▶ [Your task]: Please duplicate the part of the aquaponics post that opens with the words containing "Then, once a" and closes with "in the wind.", keeping every word unchanged.

▶ [Provided text]:

___

A big downside of aquaponics to me is the electricity needed. Alternative energy tends to be intermittent, and so an aquaponics system utilizing alternative energy directly would perish. Alternative energy can be converted into electricity and stored, but there are two big downsides. First of all, a lot of energy is lost going from motion or radiation, to electricity, to motion (a pump.) Secondly, my focus is on designing and developing truly sustainable, resilient systems for self-sustaining cities. Solar cells are difficult to manufacture; small scale wind power is less productive due to all the buildings around; large scale wind power is not doable on a local level; and micro-hydropower is not universally available.
So, here is my idea of a set up which would use human or animal power directly. (Or other alternative energy sources if available.) The big problem, of course, is that pumping has to be continuous, or nearly so. So there would be a big tank of water, raised maybe five feet above ground level. At two feet above ground level is a grow bed. Sunk into the ground is a large fish tank. It is sufficient to hold all the volume of water held by the grow bed and water tank. Around it, one the same level, are shallow ponds or gravel beds. Water drains steadily out of the water tank into a small holding tank above the grow bed. Every half hour or so, a syphon trips and pours the water into the grow bed. From there it flows into the fish tank. As the fish tank overfills, it overflows through pipes into the shallow ponds or gravel beds. They are busy growing duckweed, azolla, and bog plants to feed the fish. (They are set up to retain an inch or so of water no matter what happens to the fish tank water level.
Then, once a day or so, a bike or treadmill is used to move the water from the fish pond into the water tank. In Asia, large amounts of water are moved into rice paddies by efficient, simple pumps worked by someone on a board, rocking back and forth. Or a windmill could recharge the system, especially in places where there is plenty of wind most of the time. (Like here in Colorado.) The tank of water would even out the energy in the wind.

___

▶ [Record set]:
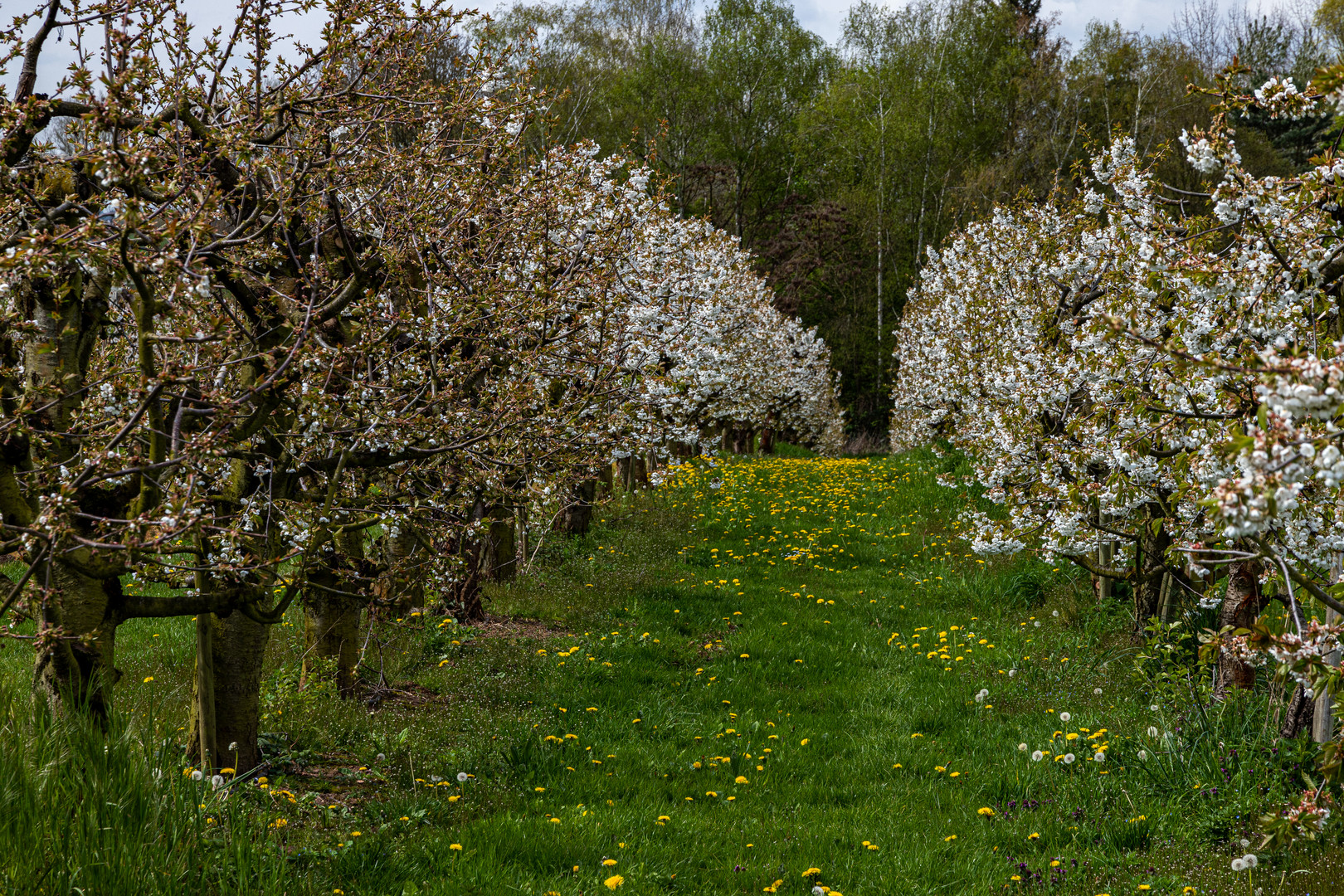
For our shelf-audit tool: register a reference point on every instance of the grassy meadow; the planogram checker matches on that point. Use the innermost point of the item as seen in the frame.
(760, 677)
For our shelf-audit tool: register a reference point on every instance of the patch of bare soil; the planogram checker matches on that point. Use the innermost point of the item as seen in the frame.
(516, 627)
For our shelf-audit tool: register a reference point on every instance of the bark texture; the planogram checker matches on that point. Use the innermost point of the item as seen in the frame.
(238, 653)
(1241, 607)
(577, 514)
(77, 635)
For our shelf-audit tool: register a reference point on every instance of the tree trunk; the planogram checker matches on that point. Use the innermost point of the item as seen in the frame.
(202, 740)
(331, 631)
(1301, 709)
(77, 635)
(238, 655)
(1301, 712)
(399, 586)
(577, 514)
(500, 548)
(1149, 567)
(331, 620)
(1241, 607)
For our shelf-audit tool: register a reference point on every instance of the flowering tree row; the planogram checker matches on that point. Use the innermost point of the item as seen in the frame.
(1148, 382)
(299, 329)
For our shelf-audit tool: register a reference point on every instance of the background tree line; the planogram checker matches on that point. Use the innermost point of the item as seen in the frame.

___

▶ [Written solution]:
Then, once a day or so, a bike or treadmill is used to move the water from the fish pond into the water tank. In Asia, large amounts of water are moved into rice paddies by efficient, simple pumps worked by someone on a board, rocking back and forth. Or a windmill could recharge the system, especially in places where there is plenty of wind most of the time. (Like here in Colorado.) The tank of water would even out the energy in the wind.